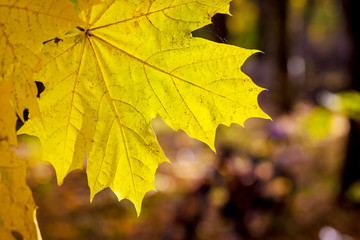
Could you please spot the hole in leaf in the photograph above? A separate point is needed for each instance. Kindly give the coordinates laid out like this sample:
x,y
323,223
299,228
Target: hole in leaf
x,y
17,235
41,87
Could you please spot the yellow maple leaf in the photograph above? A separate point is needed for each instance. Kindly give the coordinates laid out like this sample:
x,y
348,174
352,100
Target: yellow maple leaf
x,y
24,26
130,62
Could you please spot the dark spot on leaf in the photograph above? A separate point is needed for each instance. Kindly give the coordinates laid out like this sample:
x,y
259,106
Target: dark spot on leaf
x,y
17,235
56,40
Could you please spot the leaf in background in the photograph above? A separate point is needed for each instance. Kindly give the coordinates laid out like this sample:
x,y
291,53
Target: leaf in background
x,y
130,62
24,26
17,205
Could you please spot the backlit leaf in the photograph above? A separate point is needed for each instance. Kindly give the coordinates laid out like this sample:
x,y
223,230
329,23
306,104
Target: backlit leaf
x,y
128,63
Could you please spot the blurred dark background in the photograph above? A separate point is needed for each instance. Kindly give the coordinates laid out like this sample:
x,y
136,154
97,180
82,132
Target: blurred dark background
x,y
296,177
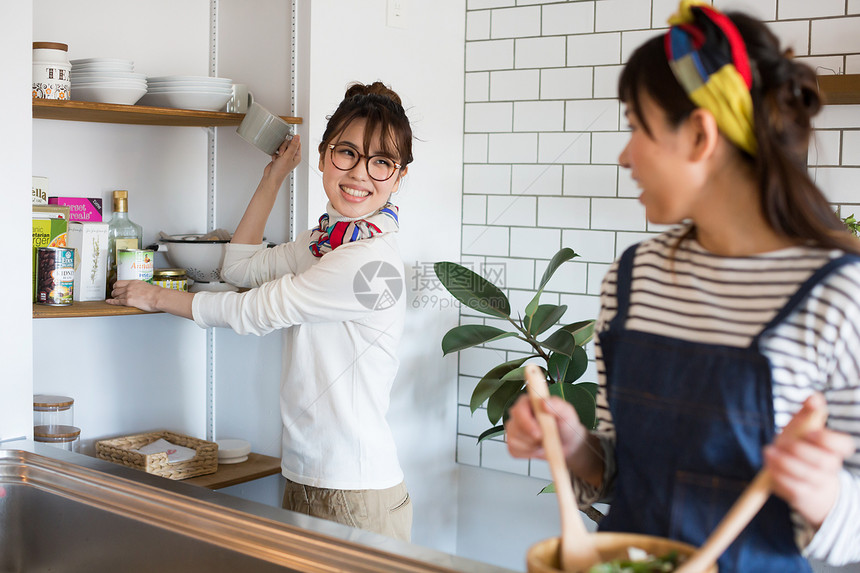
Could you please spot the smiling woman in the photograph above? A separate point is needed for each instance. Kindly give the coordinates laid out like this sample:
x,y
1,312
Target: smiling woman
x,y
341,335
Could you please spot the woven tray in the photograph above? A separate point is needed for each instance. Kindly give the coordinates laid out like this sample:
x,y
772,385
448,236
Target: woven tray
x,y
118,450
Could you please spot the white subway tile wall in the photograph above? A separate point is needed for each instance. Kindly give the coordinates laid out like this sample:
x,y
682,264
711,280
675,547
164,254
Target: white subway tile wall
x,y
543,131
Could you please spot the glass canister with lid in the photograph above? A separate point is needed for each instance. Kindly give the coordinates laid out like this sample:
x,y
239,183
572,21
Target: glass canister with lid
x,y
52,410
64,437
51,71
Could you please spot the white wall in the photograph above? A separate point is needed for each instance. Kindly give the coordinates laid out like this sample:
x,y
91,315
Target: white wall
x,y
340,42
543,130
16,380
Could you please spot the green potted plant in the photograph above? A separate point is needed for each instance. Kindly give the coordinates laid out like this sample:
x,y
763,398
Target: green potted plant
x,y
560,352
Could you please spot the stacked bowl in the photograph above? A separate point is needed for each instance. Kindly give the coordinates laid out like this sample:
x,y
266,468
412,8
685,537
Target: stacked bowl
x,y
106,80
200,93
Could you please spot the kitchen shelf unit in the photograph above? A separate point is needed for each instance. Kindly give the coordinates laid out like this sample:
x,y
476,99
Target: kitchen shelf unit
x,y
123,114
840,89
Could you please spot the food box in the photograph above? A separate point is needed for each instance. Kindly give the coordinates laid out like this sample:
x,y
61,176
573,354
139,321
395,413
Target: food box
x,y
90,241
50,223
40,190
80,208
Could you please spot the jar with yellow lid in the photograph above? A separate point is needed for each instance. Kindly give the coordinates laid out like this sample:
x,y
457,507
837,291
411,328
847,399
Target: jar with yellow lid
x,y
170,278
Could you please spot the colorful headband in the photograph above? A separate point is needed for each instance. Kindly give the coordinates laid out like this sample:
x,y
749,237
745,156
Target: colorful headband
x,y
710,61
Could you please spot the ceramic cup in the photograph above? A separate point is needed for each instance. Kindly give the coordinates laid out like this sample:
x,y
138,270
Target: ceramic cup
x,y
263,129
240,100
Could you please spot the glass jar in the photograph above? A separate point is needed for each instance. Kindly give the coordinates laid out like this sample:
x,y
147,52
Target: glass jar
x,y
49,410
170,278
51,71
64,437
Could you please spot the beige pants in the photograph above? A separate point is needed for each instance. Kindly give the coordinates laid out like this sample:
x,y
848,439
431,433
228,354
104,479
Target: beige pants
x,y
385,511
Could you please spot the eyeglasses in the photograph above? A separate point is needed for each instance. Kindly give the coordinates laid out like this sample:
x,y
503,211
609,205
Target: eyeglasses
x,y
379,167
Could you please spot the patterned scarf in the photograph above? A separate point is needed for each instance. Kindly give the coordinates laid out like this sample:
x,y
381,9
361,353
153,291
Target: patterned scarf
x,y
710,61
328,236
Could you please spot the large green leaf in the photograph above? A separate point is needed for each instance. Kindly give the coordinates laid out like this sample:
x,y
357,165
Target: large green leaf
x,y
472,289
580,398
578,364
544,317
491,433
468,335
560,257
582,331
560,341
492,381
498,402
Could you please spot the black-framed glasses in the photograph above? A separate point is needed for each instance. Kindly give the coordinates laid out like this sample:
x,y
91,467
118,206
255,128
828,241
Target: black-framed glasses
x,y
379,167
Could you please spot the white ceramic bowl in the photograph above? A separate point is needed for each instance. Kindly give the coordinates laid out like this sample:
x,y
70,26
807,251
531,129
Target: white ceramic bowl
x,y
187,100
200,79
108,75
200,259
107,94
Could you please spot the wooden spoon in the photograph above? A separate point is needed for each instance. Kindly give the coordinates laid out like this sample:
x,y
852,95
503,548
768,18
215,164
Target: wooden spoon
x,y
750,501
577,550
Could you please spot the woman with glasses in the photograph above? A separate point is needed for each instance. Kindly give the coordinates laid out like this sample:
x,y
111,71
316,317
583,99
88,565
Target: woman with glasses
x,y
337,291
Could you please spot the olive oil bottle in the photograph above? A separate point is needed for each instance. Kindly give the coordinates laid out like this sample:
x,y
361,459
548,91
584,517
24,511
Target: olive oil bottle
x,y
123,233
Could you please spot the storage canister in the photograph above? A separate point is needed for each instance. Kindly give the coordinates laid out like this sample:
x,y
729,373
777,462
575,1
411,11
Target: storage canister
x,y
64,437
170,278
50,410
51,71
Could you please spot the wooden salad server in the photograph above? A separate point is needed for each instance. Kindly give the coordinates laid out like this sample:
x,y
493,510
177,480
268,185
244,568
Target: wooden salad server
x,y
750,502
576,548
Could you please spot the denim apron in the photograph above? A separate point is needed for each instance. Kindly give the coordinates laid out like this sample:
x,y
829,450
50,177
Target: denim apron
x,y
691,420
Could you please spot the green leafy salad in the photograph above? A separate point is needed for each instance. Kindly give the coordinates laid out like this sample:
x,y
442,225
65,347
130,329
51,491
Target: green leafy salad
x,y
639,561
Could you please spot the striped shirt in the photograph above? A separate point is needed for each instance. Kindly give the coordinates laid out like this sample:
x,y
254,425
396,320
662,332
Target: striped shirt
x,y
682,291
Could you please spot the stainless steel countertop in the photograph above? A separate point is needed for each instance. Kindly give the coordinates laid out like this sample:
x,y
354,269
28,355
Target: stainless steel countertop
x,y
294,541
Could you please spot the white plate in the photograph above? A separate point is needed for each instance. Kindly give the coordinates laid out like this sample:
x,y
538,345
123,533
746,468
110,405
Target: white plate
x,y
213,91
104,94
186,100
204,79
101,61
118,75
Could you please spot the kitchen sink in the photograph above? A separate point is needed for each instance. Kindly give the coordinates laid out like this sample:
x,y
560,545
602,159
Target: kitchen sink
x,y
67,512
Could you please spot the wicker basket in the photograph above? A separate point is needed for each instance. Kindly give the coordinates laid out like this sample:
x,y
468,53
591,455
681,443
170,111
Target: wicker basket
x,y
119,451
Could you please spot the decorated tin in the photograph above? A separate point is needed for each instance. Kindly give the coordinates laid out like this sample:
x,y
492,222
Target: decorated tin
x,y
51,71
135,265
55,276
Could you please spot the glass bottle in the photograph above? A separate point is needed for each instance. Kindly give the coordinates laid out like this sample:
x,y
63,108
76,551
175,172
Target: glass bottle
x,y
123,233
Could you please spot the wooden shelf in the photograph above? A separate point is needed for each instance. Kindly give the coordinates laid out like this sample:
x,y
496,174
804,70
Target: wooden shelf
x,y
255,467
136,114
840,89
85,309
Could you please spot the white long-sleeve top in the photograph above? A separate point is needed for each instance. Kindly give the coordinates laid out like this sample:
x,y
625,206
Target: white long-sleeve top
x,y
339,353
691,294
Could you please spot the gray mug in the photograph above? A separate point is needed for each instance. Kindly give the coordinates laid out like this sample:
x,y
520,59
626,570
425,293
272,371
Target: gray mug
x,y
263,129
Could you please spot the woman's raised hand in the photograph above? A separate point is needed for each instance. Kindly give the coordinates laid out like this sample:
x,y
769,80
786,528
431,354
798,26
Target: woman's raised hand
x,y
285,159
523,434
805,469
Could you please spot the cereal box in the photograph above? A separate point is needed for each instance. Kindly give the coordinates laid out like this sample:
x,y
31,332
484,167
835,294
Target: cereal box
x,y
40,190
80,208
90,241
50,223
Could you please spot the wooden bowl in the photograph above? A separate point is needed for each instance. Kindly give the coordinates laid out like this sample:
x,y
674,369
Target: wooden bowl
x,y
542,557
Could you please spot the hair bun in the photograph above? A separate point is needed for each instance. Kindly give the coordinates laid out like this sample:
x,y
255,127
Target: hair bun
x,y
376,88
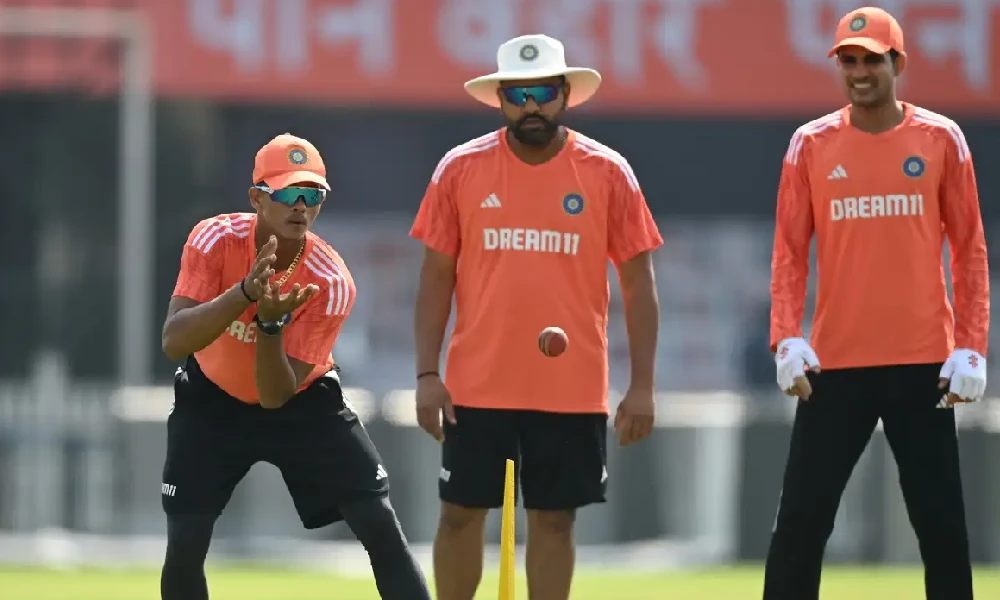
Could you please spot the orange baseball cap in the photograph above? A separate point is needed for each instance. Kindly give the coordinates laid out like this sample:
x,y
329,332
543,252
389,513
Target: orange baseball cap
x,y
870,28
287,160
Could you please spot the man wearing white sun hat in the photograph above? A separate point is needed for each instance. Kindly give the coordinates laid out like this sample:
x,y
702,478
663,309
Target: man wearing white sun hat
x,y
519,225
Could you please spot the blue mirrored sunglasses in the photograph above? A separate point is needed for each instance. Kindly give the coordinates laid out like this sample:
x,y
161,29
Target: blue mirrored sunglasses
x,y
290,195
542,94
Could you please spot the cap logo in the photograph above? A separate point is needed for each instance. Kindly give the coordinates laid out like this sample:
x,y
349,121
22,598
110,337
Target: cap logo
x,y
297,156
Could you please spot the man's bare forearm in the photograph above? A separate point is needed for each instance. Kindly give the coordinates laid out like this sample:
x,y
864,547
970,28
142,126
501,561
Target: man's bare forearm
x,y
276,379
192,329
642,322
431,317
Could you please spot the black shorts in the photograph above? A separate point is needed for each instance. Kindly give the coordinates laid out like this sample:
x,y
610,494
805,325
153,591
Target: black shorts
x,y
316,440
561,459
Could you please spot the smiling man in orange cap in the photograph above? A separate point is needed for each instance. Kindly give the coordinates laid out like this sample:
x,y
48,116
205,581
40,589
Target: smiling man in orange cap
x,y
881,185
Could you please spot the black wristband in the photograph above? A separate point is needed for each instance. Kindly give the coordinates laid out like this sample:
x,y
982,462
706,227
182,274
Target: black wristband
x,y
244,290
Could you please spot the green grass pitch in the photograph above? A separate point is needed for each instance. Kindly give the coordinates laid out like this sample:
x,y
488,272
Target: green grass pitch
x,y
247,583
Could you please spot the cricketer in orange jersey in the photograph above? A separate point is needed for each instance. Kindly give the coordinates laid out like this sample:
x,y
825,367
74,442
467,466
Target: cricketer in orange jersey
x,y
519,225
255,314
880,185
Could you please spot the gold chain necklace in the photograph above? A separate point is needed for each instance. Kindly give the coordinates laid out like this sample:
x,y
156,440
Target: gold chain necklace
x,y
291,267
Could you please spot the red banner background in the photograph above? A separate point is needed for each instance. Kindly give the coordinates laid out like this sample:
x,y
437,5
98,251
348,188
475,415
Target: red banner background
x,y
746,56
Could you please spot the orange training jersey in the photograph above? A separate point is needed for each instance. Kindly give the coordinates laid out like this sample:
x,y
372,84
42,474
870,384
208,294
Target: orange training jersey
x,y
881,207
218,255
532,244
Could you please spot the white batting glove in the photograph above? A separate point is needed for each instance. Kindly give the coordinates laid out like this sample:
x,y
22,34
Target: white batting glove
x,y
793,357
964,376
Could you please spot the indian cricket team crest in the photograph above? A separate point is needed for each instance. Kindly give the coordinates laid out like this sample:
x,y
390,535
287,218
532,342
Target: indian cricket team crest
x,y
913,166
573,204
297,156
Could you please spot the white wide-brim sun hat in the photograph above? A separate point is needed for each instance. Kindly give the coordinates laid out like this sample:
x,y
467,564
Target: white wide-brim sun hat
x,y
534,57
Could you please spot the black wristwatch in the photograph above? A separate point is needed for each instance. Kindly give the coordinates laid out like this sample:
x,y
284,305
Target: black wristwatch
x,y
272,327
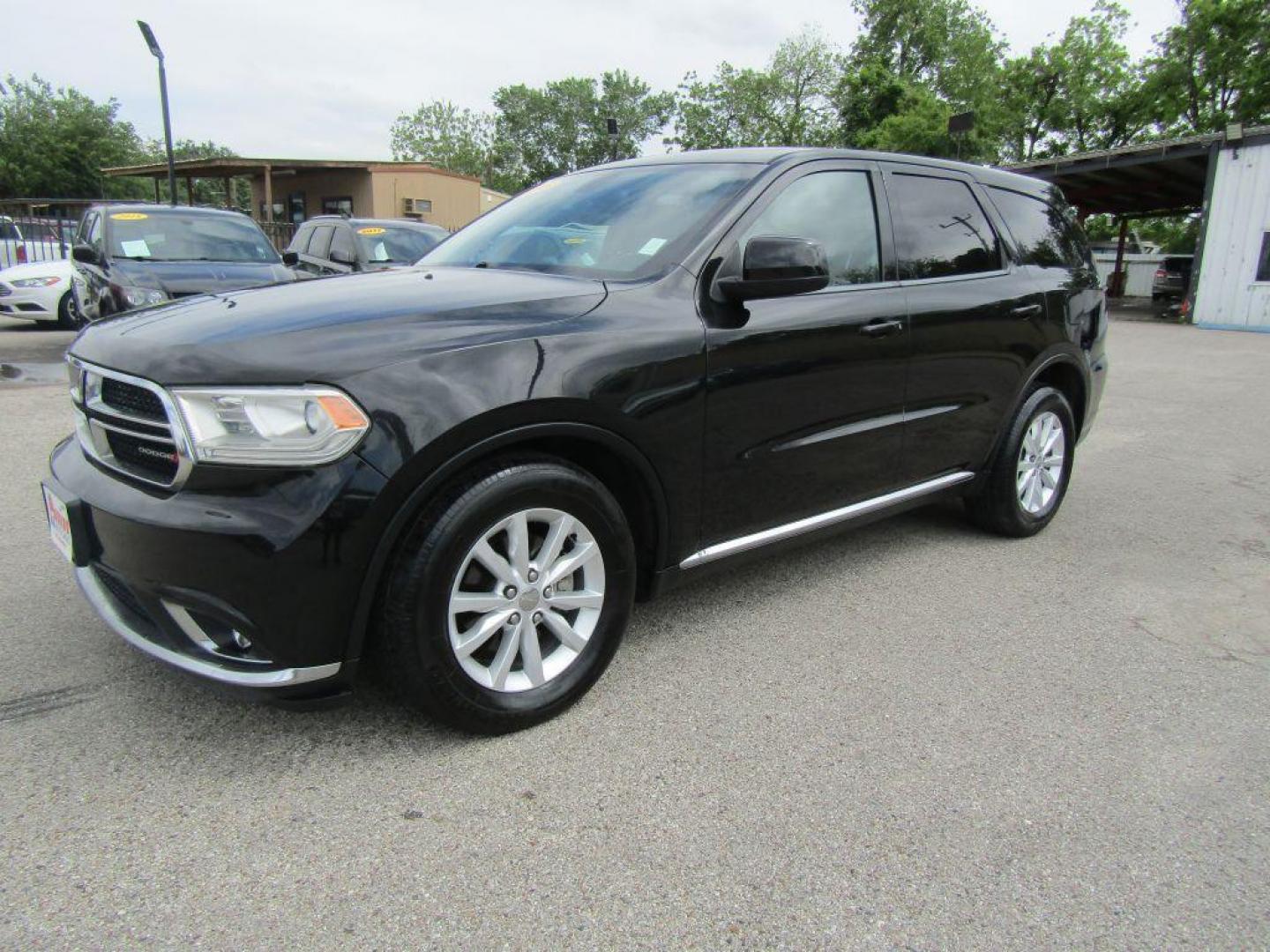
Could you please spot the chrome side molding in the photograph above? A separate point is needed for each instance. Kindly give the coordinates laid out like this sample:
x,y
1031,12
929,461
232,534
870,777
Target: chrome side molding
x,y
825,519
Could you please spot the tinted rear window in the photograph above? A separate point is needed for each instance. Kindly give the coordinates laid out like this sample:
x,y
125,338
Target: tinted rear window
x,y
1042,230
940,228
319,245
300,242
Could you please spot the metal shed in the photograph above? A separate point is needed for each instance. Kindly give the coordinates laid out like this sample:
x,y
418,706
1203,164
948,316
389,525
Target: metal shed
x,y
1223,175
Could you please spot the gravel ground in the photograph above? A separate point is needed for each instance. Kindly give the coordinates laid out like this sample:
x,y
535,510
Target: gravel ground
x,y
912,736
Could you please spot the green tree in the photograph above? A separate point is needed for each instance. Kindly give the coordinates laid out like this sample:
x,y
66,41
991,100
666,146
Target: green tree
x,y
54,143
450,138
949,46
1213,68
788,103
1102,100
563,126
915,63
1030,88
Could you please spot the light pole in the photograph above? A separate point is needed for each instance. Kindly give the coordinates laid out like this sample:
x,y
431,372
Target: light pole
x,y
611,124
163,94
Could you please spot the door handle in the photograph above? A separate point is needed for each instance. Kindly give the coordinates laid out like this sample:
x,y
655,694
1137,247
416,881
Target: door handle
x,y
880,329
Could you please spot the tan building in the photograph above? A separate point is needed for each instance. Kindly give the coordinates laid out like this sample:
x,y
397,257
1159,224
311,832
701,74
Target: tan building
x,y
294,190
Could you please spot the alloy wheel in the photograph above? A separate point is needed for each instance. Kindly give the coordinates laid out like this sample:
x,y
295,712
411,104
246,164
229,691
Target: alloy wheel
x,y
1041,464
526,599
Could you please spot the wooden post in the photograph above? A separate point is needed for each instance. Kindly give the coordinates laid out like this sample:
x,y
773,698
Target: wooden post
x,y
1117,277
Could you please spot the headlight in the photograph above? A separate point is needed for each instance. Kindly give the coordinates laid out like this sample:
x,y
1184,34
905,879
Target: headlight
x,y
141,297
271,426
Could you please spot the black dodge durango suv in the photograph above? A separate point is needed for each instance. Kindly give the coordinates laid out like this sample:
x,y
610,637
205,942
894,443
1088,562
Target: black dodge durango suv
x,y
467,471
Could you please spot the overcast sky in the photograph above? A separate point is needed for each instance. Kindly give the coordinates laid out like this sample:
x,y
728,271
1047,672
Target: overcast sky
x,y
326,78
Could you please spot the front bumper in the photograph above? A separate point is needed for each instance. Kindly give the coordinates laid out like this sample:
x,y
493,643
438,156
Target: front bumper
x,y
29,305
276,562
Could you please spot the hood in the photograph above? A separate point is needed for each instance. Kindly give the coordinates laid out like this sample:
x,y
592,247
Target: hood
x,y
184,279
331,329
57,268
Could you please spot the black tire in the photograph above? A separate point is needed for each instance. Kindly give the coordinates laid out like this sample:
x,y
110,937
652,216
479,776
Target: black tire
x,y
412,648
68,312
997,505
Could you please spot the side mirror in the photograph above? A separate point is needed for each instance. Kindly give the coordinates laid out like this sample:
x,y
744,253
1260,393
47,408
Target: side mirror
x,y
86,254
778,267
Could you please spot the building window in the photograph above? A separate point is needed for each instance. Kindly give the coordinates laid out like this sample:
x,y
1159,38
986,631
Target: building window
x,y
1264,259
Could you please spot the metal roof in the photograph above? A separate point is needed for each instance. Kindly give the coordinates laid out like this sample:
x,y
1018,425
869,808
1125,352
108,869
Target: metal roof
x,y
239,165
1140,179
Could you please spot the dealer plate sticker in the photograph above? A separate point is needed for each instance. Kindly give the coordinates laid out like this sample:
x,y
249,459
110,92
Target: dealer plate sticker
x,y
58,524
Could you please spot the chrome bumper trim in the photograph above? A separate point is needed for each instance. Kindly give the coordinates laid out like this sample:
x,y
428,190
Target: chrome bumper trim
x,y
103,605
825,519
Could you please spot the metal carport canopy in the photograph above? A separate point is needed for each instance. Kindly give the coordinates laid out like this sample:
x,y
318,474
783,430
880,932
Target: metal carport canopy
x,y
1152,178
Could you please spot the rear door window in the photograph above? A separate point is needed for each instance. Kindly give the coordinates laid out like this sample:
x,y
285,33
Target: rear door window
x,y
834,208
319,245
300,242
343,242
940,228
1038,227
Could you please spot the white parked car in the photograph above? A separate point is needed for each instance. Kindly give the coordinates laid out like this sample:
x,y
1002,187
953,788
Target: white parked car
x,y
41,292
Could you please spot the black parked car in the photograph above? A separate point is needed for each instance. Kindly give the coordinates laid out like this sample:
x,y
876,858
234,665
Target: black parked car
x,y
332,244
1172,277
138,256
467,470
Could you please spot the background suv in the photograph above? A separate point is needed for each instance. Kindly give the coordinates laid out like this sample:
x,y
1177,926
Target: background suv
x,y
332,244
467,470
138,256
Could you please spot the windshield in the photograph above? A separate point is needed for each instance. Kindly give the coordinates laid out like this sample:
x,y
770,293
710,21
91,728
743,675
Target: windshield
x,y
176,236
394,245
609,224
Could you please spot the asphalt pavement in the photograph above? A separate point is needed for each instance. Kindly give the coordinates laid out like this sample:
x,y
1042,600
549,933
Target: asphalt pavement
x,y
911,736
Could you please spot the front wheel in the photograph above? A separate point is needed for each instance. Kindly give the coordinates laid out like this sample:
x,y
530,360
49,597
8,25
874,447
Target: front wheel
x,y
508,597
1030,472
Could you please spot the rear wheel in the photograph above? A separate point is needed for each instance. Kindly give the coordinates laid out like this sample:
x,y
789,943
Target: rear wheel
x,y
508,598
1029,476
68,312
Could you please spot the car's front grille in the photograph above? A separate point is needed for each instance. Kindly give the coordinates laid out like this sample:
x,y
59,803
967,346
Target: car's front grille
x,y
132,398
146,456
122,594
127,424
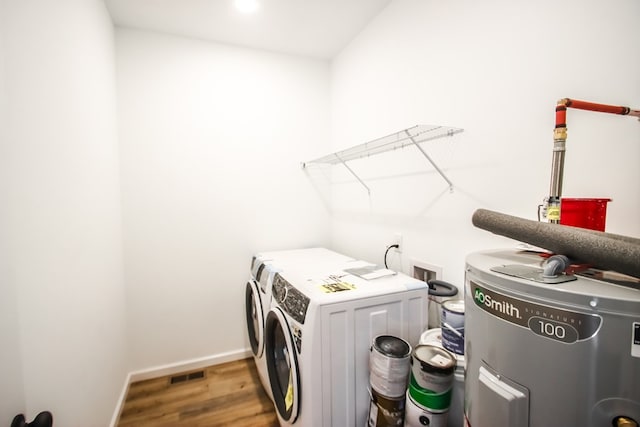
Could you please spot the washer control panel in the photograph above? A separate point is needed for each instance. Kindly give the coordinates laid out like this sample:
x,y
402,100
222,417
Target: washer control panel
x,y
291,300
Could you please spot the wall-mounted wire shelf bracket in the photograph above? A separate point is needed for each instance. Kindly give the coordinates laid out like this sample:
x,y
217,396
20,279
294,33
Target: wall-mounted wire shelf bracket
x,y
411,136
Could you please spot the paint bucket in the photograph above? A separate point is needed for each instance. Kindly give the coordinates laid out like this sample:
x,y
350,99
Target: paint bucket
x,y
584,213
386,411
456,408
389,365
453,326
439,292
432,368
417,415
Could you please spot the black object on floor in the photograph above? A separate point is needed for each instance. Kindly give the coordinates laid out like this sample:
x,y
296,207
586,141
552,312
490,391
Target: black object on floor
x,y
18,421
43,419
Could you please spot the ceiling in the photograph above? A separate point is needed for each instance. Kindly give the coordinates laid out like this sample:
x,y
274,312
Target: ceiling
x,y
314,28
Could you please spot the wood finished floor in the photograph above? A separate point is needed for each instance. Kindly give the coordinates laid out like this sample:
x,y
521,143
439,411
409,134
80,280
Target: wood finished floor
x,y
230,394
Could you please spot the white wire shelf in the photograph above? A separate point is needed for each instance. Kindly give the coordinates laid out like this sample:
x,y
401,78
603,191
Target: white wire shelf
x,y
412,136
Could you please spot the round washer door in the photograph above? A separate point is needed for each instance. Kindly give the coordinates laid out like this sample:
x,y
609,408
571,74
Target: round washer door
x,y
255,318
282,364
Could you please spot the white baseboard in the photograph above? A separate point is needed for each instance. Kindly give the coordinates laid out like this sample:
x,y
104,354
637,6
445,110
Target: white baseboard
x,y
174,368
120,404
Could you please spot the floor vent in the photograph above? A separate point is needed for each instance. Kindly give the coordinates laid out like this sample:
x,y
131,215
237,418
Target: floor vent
--------
* EXERCISE INSTRUCTIONS
Across the material, how many lines contain the word "vent"? Only the number is wanted.

* WRITTEN ANSWER
2